Page excerpt
((

A group of Texas cyclists flagged down by a concerned passerby on a morning ride stopped to investigate, and ended up saving a stranded dog in despair from a concrete bridge support beam, 20 feet off the ground.
Abbey Robinson, 45, had joined a spontaneous ride with six cyclists from her hometown of Fort Worth to Dallas on the morning of May 21 when the group was flagged down, 28 miles into their 77-mile round trip.
“At about 10:30 a.m., we were riding eastbound on Trinity Boulevard in an industrial part of Grand Prairie, and a woman had stopped her car on the opposite side of the road,” Abbey said. “She was trying to flag us down, pointing to the bridge, saying there was a dog stuck and couldn’t get down.”
At first, the group couldn’t spot the dog, but Abbey dismounted and started walking along the bridge. She finally found the dog’s face “peeking out” from under the concrete. Shocked to see the dog stuck there, Abbey accidentally dropped her sunglasses onto the beam.
She states that she couldn’t tell the dog’s condition from above, but assumed she must be thirsty.
“It was in the upper-90s that morning already,” Abbey recalled. “I poured a little water from my bottle onto the beam … the look on her face was just despair. She was just quiet and still, and would shift her eyes up toward us without moving her body.”

))

Provided information
((

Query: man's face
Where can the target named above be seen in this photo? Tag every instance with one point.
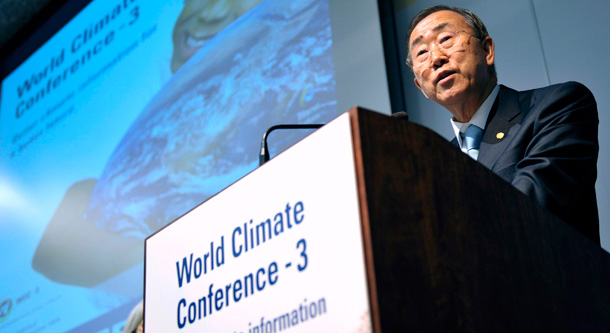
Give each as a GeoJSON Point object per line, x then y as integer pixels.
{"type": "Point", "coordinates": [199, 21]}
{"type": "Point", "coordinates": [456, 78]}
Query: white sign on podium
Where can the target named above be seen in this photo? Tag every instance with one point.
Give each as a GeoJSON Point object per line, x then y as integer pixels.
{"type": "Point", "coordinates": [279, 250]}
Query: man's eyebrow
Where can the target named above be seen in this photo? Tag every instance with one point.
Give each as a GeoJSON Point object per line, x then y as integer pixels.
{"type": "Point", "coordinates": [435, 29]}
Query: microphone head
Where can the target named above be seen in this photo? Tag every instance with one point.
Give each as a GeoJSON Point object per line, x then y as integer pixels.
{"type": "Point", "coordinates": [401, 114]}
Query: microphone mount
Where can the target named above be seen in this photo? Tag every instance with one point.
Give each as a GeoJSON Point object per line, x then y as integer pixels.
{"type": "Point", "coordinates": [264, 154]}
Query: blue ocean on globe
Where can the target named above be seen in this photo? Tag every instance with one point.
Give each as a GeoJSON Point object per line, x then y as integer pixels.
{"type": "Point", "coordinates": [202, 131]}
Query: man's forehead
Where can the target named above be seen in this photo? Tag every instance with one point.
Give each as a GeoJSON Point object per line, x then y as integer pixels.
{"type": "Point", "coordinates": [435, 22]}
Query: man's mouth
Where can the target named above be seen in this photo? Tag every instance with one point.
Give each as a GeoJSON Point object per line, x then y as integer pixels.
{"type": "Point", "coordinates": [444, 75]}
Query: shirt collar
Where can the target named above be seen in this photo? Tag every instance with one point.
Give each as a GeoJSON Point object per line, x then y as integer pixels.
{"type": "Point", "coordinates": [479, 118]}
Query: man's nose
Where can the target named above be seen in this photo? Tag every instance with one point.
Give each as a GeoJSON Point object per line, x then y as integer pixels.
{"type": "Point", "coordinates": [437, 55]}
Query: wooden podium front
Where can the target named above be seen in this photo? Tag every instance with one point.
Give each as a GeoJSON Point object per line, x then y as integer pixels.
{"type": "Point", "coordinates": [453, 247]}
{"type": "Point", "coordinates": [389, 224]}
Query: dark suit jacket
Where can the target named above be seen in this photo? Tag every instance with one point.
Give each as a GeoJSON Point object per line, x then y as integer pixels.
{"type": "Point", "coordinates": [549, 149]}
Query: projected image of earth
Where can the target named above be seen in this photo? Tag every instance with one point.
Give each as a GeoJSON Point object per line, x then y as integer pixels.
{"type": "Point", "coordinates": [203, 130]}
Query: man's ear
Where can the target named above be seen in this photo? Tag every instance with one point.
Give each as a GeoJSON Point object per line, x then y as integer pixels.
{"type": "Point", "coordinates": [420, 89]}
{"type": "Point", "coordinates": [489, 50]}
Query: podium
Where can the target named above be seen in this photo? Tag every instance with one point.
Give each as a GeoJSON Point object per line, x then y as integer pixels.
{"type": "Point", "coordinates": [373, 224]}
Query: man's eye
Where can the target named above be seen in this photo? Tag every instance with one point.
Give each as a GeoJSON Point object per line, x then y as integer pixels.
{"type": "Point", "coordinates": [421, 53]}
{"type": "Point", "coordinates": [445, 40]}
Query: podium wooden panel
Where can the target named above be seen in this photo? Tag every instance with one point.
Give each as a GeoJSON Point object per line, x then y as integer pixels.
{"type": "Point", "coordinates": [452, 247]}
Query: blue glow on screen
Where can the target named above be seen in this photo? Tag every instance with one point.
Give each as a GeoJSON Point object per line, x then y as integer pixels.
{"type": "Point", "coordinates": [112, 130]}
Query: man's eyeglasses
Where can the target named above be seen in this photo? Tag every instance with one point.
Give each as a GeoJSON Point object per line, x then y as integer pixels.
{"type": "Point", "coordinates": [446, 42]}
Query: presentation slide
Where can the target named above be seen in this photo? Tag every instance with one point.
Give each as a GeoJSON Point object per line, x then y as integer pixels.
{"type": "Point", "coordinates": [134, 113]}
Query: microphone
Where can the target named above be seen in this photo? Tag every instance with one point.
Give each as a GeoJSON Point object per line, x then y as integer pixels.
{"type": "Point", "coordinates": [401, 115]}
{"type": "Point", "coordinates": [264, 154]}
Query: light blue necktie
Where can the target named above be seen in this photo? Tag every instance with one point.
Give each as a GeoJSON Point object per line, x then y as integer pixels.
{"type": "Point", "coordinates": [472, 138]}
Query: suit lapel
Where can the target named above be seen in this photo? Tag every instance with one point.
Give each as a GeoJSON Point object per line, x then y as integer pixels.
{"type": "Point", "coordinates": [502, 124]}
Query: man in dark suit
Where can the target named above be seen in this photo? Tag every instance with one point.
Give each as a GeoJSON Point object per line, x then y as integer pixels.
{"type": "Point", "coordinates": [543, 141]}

))

Parts of the exercise
a – Please reproduce the dog rescue article from the words "Abbey Robinson, 45, had" through "77-mile round trip.", switching "Fort Worth" to "Houston".
b – List every place name (state, city or road) mentioned in the dog rescue article.

Answers to each task
a –
Abbey Robinson, 45, had joined a spontaneous ride with six cyclists from her hometown of Houston to Dallas on the morning of May 21 when the group was flagged down, 28 miles into their 77-mile round trip.

b – Texas, Fort Worth, Dallas, Trinity Boulevard, Grand Prairie